**TEXTO FORNECIDO**:
========
Habermas argumenta que a teoria da consciência de classe não encontra mais referências empíricas nas sociedades contemporâneas, principalmente devido à pacificação dos conflitos de classe promovida pelo Estado social e à anonimização das estruturas de classe. Essa anonimização torna difícil a identificação de mundos da vida específicos de classe. Por isso, ele nota que Horkheimer e seus colaboradores, de forma coerente, substituíram essa teoria por uma teoria da cultura de massas.
" (...) diante da pacificação do conflito de classes operada pelo Estado social e a anonimização das estruturas de classe, a teoria da consciência de classe perde suas referências empíricas. Já não pode aplicar-se a uma sociedade em que cada vez mais se torna menos possível identificar mundos da vida estritamente específicos de classe. Horkheimer e seus colaboradores agiram, pois, muito consequentemente ao substituí-la por uma teoria de cultura de massas" (Habermas, 1990a: 497).
Embora Marx, em sua produção escrita, tenha se dedicado em algum momento ao estudo do sistema prisional enquanto produto do capitalismo, é possível inferir no conjunto de sua fortuna crítica um pensamento que revela um capitalismo que desagua no encarceramento de massa.
Assim, apesar da obra de Marx não tratar diretamente do conceito de encarceramento de massa que conhecemos hoje, é possível encontrarmos em alguns de seus escritos, como na obra “Os despossuídos” publicada pela primeira vez em português pela editora Boitempo em 2017, as categorias de exclusão e controle social como fenômeno do encarceramento de massa, a partir da gestão e controle da população excedente e despossuída do capitalismo, especialmente as camadas que se tornam funcionalmente desnecessárias ao sistema produtivo.
========
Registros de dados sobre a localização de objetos
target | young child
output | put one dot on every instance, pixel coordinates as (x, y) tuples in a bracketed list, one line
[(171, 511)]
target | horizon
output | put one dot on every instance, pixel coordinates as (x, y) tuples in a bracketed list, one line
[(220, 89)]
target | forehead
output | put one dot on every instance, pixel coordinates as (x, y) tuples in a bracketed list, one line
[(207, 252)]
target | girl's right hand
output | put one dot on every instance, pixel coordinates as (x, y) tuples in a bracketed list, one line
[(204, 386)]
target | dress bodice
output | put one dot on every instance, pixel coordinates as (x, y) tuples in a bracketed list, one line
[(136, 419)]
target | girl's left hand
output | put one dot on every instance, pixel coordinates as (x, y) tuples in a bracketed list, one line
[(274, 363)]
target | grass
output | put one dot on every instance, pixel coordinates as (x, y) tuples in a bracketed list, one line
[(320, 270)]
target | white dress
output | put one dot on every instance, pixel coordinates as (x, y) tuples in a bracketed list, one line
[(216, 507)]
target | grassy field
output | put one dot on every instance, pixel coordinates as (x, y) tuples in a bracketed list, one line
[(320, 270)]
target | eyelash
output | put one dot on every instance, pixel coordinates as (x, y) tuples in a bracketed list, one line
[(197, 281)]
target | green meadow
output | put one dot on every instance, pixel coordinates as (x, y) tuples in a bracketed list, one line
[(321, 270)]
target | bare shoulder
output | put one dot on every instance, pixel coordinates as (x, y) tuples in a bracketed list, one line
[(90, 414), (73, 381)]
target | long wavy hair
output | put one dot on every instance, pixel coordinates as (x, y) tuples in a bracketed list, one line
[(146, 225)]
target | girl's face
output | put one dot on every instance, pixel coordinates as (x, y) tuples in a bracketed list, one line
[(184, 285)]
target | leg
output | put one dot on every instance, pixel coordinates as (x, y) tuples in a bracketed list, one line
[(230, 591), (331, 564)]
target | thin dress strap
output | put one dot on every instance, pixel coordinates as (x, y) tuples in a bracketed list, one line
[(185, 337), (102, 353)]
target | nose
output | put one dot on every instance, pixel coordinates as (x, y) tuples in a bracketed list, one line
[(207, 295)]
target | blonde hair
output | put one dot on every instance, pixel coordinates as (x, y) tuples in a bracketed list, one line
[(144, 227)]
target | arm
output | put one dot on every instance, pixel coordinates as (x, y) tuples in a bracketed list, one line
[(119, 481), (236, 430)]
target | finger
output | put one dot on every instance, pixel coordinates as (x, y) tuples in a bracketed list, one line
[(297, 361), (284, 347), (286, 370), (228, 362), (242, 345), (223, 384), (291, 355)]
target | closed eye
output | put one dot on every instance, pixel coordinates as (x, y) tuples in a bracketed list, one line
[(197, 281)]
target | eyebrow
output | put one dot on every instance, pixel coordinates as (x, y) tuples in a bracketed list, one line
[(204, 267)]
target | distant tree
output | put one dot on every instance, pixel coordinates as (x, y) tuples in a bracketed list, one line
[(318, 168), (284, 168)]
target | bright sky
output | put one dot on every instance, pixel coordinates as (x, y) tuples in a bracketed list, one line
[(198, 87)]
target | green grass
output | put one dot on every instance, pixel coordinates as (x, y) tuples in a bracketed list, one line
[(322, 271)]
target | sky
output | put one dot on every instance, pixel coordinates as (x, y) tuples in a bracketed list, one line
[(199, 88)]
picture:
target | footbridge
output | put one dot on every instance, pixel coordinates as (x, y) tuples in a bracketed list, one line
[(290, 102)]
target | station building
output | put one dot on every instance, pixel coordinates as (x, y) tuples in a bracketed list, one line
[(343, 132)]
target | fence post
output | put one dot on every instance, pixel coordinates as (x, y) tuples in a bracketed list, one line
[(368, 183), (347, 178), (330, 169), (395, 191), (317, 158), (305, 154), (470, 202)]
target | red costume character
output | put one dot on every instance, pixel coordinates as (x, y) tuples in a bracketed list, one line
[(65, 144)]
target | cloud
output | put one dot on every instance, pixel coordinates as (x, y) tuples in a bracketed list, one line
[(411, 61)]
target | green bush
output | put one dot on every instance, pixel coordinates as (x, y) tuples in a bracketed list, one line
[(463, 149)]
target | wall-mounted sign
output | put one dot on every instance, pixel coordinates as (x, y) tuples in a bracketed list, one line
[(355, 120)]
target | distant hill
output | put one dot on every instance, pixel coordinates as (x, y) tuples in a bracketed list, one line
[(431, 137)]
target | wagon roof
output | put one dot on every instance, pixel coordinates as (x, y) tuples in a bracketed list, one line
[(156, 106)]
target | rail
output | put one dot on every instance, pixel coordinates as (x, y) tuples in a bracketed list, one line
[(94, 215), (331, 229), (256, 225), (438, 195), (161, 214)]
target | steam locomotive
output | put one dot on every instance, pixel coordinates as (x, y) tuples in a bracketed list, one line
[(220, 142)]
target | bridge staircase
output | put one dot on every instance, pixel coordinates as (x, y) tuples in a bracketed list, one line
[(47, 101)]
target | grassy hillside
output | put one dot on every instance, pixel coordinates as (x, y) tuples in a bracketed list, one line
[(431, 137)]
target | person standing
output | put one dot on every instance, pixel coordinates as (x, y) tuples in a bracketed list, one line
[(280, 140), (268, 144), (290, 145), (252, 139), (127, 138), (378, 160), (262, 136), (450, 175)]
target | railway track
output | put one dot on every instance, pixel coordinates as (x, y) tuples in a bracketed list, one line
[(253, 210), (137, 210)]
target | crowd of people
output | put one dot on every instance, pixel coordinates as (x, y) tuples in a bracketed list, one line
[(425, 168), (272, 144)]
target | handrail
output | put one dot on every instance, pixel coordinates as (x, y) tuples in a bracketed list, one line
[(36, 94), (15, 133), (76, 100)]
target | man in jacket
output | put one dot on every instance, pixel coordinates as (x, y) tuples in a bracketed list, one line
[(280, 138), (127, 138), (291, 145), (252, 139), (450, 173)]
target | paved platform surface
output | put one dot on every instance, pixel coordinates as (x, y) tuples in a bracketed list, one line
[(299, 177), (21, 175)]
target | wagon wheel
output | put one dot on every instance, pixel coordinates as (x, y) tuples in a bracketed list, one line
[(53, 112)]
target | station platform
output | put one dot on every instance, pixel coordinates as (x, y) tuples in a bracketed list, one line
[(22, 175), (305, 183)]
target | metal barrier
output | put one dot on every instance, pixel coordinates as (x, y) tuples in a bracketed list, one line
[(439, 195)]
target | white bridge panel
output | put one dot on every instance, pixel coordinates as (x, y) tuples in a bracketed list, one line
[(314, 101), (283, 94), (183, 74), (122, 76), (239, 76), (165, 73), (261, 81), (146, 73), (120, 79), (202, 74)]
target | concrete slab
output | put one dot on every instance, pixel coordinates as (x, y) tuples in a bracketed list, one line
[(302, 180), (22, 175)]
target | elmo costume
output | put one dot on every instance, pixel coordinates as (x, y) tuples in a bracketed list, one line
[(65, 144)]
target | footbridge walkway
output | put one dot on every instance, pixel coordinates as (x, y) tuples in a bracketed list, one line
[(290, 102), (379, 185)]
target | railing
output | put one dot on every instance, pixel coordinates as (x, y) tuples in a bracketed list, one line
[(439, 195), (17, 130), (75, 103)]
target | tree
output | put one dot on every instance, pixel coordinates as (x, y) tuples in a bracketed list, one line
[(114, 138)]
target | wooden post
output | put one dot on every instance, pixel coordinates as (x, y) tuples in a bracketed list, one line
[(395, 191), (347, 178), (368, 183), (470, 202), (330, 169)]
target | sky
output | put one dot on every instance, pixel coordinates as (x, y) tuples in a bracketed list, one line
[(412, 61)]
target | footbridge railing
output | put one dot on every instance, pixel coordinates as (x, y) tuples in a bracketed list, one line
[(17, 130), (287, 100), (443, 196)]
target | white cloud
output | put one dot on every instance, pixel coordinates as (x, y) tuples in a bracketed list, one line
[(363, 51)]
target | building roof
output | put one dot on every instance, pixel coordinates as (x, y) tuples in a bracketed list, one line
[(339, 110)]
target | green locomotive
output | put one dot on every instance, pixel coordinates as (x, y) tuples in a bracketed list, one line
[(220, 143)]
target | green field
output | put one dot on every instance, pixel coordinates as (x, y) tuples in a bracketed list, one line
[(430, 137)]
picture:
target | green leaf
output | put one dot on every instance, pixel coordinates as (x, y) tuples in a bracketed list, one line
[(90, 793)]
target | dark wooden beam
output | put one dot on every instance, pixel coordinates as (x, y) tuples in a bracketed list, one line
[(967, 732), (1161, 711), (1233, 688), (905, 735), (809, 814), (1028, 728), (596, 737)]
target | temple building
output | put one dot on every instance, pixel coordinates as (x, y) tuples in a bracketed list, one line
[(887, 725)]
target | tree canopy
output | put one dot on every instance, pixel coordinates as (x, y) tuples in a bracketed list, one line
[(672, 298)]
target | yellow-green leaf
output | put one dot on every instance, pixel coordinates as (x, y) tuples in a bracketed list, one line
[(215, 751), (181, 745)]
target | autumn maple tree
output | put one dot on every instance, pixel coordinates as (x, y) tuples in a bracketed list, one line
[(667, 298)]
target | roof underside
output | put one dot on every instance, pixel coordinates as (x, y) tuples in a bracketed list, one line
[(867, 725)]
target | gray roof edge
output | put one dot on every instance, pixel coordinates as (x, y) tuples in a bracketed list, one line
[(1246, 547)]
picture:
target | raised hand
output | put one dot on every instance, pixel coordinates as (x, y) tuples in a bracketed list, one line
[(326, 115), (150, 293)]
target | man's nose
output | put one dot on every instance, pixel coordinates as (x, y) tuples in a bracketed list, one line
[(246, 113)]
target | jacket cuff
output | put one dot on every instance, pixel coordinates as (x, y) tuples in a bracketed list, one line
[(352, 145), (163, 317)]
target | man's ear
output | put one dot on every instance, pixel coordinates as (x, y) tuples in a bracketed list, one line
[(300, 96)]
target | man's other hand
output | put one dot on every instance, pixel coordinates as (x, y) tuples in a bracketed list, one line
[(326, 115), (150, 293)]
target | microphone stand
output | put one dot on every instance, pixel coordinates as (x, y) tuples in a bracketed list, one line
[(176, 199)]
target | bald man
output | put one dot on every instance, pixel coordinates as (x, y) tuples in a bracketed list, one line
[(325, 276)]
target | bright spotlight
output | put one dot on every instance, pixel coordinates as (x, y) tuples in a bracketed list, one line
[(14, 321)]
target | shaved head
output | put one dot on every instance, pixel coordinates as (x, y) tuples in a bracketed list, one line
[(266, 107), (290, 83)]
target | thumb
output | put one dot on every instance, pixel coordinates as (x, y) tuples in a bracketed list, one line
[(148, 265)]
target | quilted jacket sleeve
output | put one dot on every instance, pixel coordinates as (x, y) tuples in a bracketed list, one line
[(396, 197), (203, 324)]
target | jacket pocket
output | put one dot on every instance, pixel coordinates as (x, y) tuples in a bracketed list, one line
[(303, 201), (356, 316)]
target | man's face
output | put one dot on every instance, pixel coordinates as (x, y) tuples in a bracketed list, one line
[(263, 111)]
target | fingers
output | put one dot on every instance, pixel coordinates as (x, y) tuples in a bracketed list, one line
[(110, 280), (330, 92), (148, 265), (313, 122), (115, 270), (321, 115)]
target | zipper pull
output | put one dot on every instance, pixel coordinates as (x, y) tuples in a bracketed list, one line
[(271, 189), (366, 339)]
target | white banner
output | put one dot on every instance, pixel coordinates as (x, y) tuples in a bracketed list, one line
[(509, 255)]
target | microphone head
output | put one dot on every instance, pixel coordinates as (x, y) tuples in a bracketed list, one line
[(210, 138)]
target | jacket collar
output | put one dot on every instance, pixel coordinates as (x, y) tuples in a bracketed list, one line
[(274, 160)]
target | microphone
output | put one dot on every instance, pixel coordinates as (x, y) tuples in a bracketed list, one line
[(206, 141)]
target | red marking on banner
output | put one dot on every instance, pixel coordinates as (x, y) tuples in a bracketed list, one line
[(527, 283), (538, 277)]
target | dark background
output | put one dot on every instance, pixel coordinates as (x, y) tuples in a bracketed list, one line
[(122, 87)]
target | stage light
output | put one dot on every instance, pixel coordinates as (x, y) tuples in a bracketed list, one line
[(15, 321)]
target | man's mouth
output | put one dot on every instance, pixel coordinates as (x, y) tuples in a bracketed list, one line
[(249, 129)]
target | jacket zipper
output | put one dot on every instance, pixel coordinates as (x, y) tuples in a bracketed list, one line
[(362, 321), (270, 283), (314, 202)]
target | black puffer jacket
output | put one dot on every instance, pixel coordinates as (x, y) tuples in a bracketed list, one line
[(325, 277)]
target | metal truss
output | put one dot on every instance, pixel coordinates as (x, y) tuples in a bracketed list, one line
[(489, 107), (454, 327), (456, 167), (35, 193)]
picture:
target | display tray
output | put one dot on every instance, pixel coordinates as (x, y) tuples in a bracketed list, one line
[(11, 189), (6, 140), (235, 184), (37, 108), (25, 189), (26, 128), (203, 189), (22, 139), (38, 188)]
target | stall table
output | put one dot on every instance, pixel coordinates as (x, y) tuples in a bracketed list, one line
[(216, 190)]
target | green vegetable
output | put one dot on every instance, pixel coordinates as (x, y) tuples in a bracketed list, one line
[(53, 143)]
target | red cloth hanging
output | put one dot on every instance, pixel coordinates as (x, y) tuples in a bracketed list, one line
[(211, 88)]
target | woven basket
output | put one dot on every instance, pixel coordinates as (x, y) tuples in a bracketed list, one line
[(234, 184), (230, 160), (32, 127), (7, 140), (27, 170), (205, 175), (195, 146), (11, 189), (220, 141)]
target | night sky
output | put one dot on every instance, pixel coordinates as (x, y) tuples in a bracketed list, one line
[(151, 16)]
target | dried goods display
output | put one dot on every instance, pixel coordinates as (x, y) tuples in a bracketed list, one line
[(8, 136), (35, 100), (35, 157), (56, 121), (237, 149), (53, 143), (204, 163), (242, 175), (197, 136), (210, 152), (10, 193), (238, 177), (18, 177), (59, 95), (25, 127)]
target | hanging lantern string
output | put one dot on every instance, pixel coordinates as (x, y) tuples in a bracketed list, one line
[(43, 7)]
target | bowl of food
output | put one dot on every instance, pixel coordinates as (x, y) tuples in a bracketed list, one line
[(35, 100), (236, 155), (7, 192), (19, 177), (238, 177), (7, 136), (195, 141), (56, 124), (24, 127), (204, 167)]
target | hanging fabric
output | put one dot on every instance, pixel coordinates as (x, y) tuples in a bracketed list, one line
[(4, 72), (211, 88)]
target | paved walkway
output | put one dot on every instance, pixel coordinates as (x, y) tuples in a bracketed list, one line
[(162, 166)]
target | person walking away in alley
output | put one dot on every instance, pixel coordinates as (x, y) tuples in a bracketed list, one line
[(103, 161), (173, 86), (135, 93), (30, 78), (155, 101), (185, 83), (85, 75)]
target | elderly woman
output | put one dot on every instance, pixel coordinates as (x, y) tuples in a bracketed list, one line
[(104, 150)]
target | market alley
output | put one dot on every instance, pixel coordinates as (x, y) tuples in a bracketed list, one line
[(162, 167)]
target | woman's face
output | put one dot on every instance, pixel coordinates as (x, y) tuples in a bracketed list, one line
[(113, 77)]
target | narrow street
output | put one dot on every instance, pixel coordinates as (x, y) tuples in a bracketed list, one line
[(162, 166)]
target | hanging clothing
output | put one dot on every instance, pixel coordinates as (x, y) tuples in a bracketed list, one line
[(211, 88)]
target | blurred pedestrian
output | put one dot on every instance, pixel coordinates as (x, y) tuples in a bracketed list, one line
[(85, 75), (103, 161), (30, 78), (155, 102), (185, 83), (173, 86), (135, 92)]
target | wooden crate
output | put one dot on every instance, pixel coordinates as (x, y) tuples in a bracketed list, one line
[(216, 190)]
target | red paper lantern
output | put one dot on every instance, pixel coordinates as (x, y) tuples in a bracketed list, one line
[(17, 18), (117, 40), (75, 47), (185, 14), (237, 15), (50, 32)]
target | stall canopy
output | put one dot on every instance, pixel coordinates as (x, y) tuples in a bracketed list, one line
========
**TAREFA BREVE**: Repita integralmente, sem nenhuma alteração, o texto sobre Habermas, Marx e o encarceramento de massa.

**RESPOSTA ESCRITA**:
Habermas argumenta que a teoria da consciência de classe não encontra mais referências empíricas nas sociedades contemporâneas, principalmente devido à pacificação dos conflitos de classe promovida pelo Estado social e à anonimização das estruturas de classe. Essa anonimização torna difícil a identificação de mundos da vida específicos de classe. Por isso, ele nota que Horkheimer e seus colaboradores, de forma coerente, substituíram essa teoria por uma teoria da cultura de massas.
" (...) diante da pacificação do conflito de classes operada pelo Estado social e a anonimização das estruturas de classe, a teoria da consciência de classe perde suas referências empíricas. Já não pode aplicar-se a uma sociedade em que cada vez mais se torna menos possível identificar mundos da vida estritamente específicos de classe. Horkheimer e seus colaboradores agiram, pois, muito consequentemente ao substituí-la por uma teoria de cultura de massas" (Habermas, 1990a: 497).
Embora Marx, em sua produção escrita, tenha se dedicado em algum momento ao estudo do sistema prisional enquanto produto do capitalismo, é possível inferir no conjunto de sua fortuna crítica um pensamento que revela um capitalismo que desagua no encarceramento de massa.
Assim, apesar da obra de Marx não tratar diretamente do conceito de encarceramento de massa que conhecemos hoje, é possível encontrarmos em alguns de seus escritos, como na obra “Os despossuídos” publicada pela primeira vez em português pela editora Boitempo em 2017, as categorias de exclusão e controle social como fenômeno do encarceramento de massa, a partir da gestão e controle da população excedente e despossuída do capitalismo, especialmente as camadas que se tornam funcionalmente desnecessárias ao sistema produtivo.